## Task set
• A. Name every person whose own words are quoted in the article below on the Estado de Excepción.
• B. Using the article below on the Estado de Excepción, decide whether each statement is true or false: (i) Boric reinstated the State of Emergency in May 2022. (ii) Julia Chuñil disappeared in April 2024. (iii) Marimán says he will vote for Jara. For each one, answer yes or no and quote the words from the article that settle it.
• C. According to the article below on the Estado de Excepción, how many carabineros were killed on the P-72 highway in April 2024?

## Text extract
The Estado de excepción… ‘exceptional no more

Another contentious issue for Mapuche communities is the extension of the Estado de Excepción in Araucanía and Bío Bío. The two states are home to the majority of Mapuche communities in Chile.

During his electoral campaign Boric criticised his predecessor’s heavy-handed approach to tackling the conflict between guerrilla Mapuche groups and the state. Yet, in May 2022, Boric reinstated the State of Emergency, citing increased violence. This has allowed for militarization of the region.

In April 2024, three carabineros were killed on the P-72 highway in the Bío Bío region where radical Mapuche groups are using violent tactics as a method for land recovery.

Poster of the campaign for missing Julia Chuñil. Photo: By LuisCG11 – Own work, CC BY-SA 4.0, Wikimedia

Meanwhile, in November 2024, Mapuche activist Julia Chuñil disappeared whilst on a hike having resisted eviction from her land. Her land had been bought by CONADI as part of its territorial recovery programme for Indigenous communities, but was subject to interest from forestry businesses, according to her family.

With presidential candidates focusing on internal security, there is a fear amongst Mapuche communities of being tarred with the same brush as militant Mapuche groups, like the Coordinadora Arauco-Malleco (CAM), who carry out the attacks.

The extension of the Estado de Excepción signaled the return ‘to the old discourse of the internal enemy’, says Marimán.

It has now become the longest standing Estado de Excepción in the region since the military dictatorship. According to Marimán, ‘[in Chile] there is a law for those on the inside and there is a law for those outside. Our territory seems to be on the outside. It’s a territory that is still undergoing a process of colonization and domination.’

For Luisa Viviana Nahuel Tripailao, President of the Txawün Indigenous communities in Temuco, the Estado de Excepción highlights the hypocrisy of Boric’s government.

Decreto 66 in Chile emphasizes the need for Indigenous consultation. Yet, engaging with these conversations against a backdrop of militarization and violence is ‘like saying, “come on, sit down and talk whilst I hold a gun to your head”’, she says.

The irony for Cañet is that the Estado de Excepción ‘has ceased to be exceptional,’ given it has become a permanent feature of Boric’s presidency. ‘We are treated as a thorn in the side of a society that refuses to recognize its own diversity.’ 

‘The Communist Party is the lesser of two evils’

So what does this mean for the upcoming elections in Chile?

‘This country is taking a turn to the right,’ suggest Marimán. Although he says he will vote for Jara, in order to block far-right candidates, he does not have much hope: ‘The left constantly promises progressivism for Mapuche communities in terms of constitutional recognition, but it never follows through, it never keeps its promise… And on the other hand, the right promises a heavy-handed approach and a rollback of our rights… From a Mapuche perspective, both the left and the right are equally colonizing.’

Nahuel too hopes that Jara will win but insists that the Communist Party is ‘the lesser of two evils.’

‘Everything will continue exactly as it is now … we’re not interested in political parties because there aren’t any political parties that are really for the Mapuche people. Instead we have to work on our own unity,’ she says.

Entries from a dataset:

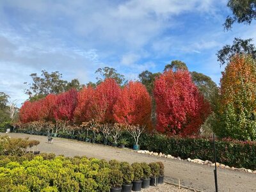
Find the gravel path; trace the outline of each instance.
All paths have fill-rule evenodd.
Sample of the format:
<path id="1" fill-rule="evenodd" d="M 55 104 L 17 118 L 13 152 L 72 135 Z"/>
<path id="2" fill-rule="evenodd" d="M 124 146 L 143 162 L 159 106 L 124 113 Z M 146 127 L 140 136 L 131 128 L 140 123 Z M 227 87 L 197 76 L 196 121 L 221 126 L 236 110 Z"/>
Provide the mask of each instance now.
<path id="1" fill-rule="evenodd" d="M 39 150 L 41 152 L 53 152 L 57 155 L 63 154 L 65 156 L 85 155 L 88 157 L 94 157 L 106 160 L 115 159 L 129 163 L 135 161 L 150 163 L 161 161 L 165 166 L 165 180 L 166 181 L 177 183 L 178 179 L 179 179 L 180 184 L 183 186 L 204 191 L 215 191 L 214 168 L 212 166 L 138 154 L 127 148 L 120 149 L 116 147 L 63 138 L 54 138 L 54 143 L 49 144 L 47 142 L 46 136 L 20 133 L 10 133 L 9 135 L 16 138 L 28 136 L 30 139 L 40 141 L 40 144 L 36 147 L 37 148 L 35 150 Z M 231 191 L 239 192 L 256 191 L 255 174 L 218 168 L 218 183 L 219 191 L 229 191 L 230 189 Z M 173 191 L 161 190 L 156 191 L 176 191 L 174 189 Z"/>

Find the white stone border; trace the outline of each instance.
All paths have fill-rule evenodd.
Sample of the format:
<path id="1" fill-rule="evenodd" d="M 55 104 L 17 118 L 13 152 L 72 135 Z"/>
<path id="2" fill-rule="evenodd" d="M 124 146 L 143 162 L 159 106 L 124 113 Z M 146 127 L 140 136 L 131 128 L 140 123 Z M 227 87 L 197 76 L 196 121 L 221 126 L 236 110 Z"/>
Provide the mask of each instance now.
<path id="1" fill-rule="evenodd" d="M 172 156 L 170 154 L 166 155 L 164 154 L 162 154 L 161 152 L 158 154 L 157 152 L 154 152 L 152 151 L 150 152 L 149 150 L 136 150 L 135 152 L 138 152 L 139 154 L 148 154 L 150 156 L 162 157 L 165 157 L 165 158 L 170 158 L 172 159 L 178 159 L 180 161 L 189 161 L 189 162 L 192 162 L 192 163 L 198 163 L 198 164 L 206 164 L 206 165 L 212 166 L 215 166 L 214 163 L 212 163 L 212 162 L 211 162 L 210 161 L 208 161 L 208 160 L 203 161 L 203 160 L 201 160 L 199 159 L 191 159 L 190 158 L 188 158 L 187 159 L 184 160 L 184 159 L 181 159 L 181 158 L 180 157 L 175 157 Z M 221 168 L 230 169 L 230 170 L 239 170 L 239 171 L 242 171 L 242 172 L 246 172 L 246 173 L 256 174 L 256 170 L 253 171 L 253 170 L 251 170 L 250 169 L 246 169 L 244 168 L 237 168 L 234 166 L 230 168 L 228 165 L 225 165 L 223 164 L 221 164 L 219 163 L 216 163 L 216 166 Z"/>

==

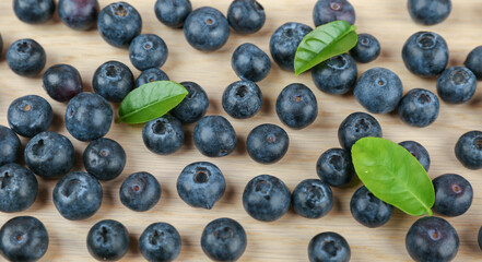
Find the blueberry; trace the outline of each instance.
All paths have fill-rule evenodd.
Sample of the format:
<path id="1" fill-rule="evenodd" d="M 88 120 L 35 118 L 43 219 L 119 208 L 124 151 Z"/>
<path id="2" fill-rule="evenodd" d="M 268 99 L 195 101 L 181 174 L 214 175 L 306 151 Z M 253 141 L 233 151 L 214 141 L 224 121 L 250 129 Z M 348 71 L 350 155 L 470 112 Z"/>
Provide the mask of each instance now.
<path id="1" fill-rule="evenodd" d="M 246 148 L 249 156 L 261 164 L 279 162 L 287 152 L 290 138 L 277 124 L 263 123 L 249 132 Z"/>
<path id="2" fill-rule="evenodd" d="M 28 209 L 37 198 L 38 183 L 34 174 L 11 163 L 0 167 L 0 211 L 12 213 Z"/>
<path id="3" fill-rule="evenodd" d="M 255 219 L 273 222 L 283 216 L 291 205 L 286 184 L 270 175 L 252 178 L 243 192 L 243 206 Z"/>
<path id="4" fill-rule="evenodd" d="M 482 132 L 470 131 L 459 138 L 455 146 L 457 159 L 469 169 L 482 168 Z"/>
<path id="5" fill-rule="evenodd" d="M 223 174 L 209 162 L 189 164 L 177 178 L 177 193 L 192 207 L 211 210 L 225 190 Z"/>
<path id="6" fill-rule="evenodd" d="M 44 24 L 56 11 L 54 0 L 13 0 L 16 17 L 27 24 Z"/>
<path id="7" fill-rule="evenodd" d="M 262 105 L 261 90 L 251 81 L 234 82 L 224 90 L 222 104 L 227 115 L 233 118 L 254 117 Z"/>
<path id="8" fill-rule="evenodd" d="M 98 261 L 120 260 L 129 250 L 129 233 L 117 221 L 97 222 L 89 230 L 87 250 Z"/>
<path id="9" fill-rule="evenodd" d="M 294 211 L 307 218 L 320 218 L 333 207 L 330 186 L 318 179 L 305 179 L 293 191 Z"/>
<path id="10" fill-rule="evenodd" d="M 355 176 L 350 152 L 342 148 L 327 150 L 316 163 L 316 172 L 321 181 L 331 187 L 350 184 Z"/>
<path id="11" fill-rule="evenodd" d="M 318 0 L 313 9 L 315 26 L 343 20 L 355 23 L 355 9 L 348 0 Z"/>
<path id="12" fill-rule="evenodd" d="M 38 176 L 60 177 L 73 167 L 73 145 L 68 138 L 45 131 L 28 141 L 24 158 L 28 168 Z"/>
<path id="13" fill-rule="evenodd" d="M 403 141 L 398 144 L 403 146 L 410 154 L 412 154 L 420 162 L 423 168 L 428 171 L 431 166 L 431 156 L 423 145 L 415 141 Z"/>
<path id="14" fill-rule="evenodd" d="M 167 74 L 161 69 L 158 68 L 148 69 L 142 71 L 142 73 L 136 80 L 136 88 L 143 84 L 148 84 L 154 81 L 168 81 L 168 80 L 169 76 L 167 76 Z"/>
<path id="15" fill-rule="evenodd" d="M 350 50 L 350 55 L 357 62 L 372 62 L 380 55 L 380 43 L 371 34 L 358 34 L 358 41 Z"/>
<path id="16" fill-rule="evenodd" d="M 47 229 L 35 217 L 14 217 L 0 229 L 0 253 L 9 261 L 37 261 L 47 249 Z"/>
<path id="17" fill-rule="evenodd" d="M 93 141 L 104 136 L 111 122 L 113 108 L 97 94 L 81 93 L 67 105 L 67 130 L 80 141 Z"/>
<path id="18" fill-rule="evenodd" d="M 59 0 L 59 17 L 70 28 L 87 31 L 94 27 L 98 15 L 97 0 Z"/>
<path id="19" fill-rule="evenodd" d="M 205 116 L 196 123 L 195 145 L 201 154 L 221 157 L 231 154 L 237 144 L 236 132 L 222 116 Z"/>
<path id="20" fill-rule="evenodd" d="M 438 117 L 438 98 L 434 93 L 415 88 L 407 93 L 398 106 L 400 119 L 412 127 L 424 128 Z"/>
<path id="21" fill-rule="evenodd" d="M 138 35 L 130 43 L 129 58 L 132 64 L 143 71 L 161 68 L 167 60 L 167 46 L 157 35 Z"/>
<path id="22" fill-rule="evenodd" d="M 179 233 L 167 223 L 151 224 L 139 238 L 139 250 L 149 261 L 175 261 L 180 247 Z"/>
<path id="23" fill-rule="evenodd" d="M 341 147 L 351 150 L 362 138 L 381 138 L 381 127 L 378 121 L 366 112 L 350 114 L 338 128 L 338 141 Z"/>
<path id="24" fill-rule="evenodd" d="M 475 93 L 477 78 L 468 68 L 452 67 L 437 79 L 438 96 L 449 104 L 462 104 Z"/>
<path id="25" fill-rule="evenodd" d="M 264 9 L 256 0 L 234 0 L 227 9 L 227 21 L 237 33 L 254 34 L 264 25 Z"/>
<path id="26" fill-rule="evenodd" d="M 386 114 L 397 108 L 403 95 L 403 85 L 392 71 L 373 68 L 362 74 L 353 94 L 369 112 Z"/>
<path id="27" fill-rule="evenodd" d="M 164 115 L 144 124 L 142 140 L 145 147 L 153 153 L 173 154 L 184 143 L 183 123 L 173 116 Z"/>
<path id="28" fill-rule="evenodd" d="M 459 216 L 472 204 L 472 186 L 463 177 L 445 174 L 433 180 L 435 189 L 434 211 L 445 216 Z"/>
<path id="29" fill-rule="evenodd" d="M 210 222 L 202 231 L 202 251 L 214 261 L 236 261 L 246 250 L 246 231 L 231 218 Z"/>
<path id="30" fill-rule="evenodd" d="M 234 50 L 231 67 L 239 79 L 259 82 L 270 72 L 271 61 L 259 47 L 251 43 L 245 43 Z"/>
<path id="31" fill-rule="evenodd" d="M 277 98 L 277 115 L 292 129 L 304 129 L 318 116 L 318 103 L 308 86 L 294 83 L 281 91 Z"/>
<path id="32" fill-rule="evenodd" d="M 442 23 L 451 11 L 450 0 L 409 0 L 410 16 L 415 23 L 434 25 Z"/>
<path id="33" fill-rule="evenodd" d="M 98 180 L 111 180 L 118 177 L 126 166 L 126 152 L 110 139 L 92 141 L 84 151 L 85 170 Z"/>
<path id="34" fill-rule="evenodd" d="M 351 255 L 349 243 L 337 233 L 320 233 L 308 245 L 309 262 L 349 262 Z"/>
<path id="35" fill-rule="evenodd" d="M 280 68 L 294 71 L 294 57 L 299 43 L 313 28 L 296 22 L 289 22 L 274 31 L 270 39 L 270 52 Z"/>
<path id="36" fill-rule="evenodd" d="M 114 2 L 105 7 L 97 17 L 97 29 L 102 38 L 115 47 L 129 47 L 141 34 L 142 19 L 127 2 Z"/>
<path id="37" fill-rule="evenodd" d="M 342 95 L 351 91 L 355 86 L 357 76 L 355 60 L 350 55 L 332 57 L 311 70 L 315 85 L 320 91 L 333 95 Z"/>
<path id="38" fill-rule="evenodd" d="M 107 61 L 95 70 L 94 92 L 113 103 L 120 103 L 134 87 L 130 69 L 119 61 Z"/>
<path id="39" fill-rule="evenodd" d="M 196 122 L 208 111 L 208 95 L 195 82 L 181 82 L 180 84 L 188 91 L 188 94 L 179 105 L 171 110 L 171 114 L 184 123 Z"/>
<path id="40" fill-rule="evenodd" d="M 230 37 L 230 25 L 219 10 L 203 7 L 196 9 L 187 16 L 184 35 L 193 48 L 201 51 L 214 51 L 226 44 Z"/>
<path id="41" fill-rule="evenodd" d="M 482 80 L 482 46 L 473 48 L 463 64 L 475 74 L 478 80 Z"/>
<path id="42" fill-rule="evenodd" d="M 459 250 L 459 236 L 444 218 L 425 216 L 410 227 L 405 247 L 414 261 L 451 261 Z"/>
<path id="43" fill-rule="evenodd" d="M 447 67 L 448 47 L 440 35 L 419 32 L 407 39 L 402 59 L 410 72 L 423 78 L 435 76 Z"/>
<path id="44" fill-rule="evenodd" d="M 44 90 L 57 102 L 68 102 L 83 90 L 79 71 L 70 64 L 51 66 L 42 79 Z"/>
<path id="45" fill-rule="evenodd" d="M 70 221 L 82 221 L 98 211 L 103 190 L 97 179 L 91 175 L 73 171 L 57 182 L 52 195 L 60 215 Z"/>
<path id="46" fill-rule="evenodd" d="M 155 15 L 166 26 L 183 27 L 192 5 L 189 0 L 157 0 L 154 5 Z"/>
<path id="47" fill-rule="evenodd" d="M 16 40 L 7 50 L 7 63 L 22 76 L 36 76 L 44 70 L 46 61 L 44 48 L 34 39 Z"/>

## Outputs in order
• A. Marimán, Luisa Viviana Nahuel Tripailao, and Cañet

• B.
(i) Yes: "in May 2022, Boric reinstated the State of Emergency, citing increased violence"
(ii) No: "in November 2024, Mapuche activist Julia Chuñil disappeared"
(iii) Yes: "Although he says he will vote for Jara, in order to block far-right candidates"

• C. Three carabineros were killed.